-- THE EXERCISE --
Copy out exactly each line from the line with "Locate the player in red" through the last line of the material below.

Items from a dataset
------------------------

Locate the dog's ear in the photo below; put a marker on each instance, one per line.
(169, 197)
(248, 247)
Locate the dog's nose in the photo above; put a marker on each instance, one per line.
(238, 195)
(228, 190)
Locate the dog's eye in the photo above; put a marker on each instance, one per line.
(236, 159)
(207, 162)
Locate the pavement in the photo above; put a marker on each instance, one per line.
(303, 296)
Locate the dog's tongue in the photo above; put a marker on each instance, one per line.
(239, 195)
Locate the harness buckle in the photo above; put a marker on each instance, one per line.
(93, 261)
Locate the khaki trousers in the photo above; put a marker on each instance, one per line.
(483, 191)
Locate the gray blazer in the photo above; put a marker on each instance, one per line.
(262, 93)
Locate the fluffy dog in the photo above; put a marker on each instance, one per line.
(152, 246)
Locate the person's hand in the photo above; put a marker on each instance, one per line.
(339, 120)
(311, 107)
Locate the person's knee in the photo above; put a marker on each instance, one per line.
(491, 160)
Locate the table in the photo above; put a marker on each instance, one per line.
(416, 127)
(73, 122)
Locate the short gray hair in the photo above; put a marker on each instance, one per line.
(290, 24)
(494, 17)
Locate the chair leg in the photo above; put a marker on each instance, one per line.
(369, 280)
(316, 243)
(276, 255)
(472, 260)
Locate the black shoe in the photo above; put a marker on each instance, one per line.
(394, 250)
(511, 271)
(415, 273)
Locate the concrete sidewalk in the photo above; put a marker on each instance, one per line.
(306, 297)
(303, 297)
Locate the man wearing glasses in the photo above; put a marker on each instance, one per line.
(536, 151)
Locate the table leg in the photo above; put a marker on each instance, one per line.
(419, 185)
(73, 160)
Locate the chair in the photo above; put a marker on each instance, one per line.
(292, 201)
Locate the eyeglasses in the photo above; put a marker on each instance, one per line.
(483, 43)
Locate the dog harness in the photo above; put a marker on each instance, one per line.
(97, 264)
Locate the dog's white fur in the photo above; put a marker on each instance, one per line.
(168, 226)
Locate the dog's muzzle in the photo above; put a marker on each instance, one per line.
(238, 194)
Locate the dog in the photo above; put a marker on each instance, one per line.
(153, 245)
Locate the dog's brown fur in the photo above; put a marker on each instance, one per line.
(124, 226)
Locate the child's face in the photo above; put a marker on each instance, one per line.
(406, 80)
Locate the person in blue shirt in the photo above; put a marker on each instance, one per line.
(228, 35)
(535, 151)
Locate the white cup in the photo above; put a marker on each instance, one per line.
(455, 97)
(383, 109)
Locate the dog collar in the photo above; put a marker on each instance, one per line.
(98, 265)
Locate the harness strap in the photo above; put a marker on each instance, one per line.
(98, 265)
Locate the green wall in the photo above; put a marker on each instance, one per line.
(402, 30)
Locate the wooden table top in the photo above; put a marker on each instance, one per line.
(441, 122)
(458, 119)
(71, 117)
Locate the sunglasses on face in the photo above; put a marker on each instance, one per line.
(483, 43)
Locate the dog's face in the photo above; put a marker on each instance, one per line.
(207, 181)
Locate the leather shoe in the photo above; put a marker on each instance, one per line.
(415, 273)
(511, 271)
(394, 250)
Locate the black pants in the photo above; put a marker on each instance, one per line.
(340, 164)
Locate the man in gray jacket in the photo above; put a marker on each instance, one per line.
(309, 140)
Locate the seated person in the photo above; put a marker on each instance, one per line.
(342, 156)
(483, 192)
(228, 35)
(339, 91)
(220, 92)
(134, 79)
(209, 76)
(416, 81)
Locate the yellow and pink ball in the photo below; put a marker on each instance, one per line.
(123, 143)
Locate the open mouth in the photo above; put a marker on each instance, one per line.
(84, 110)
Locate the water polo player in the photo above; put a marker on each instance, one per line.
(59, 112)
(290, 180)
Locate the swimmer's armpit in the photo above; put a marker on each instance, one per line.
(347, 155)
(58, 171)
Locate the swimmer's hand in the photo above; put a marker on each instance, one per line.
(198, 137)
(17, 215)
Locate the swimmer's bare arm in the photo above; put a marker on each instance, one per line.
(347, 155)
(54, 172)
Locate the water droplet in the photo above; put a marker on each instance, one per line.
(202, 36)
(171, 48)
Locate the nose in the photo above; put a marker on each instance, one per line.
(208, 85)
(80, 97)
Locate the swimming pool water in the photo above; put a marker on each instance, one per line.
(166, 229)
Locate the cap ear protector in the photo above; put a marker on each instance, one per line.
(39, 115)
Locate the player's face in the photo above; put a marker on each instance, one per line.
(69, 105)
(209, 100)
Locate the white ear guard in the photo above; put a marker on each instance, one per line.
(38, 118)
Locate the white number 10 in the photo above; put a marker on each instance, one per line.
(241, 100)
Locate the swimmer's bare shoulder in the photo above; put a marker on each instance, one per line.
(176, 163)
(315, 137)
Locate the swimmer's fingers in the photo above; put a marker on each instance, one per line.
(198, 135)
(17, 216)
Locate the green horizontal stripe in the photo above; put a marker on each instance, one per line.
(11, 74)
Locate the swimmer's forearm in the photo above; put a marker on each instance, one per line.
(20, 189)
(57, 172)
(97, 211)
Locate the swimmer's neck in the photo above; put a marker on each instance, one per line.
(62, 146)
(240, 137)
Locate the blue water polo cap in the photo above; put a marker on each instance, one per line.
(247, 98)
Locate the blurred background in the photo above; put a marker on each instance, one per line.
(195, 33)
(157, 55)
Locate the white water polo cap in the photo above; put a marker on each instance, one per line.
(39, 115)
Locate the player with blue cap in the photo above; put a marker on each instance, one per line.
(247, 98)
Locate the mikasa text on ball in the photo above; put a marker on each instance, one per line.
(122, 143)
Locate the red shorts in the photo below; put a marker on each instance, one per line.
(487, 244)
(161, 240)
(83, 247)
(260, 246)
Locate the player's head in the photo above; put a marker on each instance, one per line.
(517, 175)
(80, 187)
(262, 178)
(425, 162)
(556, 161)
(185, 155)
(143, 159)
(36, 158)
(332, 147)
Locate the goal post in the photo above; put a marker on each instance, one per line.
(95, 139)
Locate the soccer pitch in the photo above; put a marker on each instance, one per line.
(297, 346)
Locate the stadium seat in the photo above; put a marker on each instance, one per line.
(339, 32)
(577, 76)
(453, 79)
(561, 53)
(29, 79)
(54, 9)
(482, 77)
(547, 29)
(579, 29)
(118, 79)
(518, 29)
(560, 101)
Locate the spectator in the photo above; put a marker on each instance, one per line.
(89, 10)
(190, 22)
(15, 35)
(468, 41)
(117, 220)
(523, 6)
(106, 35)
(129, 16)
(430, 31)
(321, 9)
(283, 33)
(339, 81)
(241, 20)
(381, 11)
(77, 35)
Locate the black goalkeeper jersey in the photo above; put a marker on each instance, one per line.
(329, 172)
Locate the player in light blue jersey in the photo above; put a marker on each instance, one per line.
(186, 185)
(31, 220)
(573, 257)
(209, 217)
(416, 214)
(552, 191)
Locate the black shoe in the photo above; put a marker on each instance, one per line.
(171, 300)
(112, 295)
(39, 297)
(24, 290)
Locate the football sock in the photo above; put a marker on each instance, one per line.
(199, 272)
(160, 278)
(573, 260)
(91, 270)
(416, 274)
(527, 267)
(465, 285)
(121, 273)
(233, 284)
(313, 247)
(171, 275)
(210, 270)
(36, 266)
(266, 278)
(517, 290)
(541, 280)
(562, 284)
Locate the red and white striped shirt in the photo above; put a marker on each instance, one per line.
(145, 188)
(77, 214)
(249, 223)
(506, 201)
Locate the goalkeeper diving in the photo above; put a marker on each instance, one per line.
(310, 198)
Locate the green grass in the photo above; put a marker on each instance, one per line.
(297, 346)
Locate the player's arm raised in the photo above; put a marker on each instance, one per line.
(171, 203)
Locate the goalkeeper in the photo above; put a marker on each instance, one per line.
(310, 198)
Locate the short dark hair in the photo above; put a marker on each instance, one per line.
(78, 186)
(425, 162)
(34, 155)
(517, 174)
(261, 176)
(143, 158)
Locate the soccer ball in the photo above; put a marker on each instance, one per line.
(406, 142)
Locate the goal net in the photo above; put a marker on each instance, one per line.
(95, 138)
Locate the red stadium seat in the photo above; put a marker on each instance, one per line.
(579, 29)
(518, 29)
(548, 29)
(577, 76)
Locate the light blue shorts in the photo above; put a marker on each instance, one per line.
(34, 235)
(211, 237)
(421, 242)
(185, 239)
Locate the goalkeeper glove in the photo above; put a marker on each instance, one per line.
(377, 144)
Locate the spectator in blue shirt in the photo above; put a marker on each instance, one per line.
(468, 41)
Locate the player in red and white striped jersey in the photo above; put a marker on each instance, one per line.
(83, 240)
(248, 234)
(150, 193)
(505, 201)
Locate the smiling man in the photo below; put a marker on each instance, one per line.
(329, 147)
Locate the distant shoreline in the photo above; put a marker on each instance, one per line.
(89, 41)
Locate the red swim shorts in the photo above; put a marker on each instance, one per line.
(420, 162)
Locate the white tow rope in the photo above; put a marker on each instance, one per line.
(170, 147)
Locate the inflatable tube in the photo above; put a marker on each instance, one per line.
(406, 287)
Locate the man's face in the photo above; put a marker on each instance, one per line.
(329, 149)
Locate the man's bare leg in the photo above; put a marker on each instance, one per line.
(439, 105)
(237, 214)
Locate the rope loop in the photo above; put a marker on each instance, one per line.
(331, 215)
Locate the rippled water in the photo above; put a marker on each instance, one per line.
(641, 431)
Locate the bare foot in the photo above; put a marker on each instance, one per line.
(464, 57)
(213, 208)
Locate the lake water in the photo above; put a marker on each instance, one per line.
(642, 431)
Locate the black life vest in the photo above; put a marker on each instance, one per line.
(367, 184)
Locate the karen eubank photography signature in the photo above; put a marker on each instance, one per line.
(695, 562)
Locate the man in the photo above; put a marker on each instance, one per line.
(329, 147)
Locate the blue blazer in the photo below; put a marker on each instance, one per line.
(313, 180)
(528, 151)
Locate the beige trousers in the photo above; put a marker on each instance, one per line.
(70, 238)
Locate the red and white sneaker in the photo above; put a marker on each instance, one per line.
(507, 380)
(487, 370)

------------------------

-- TASK RESPONSE --
Locate the player in red and white striped jersey in the photo above; put a marker on each instance, one per line.
(83, 240)
(248, 234)
(150, 193)
(505, 201)
Locate the smiling man in the photo below; put a marker on each instance, one per line.
(329, 147)
Locate the distant shoreline in the photo above; put a marker on each instance, one per line.
(89, 41)
Locate the red swim shorts in the photo above; put a marker on each instance, one per line.
(420, 162)
Locate the white tow rope in the photo above; put a marker on each instance, one per line.
(170, 147)
Locate the inflatable tube in the photo above; put a marker on each instance, one per line.
(406, 287)
Locate the man's face in the photo above; put a marker on each instance, one per line.
(329, 149)
Locate the man's bare leg in the photo above; put a marker on each instance, one per line.
(439, 105)
(237, 214)
Locate the rope loop in the photo above; put a marker on each instance, one per line.
(331, 215)
Locate the rippled water in the photo above; put a marker on each instance, one per line.
(641, 431)
Locate the bare foot in the photo above; put a marker on each instance, one per line.
(464, 57)
(213, 208)
Locate the lake water in the photo above; put a marker on each instance, one per line.
(642, 431)
Locate the black life vest in the photo above; put a marker on each instance, one per line.
(367, 184)
Locate the karen eubank photography signature in the photo above; put a marker on each instance, one per line.
(695, 562)
Locate the man in the photo above; put a marker on each instance, one per line.
(329, 147)
Locate the blue blazer in the photo below; put a marker on each instance, one per line.
(313, 180)
(528, 151)
Locate the beige trousers in the photo above; put a marker on each instance, one per line.
(70, 238)
Locate the red and white sneaker in the photo above; put a marker on each instance, one per line.
(507, 380)
(487, 370)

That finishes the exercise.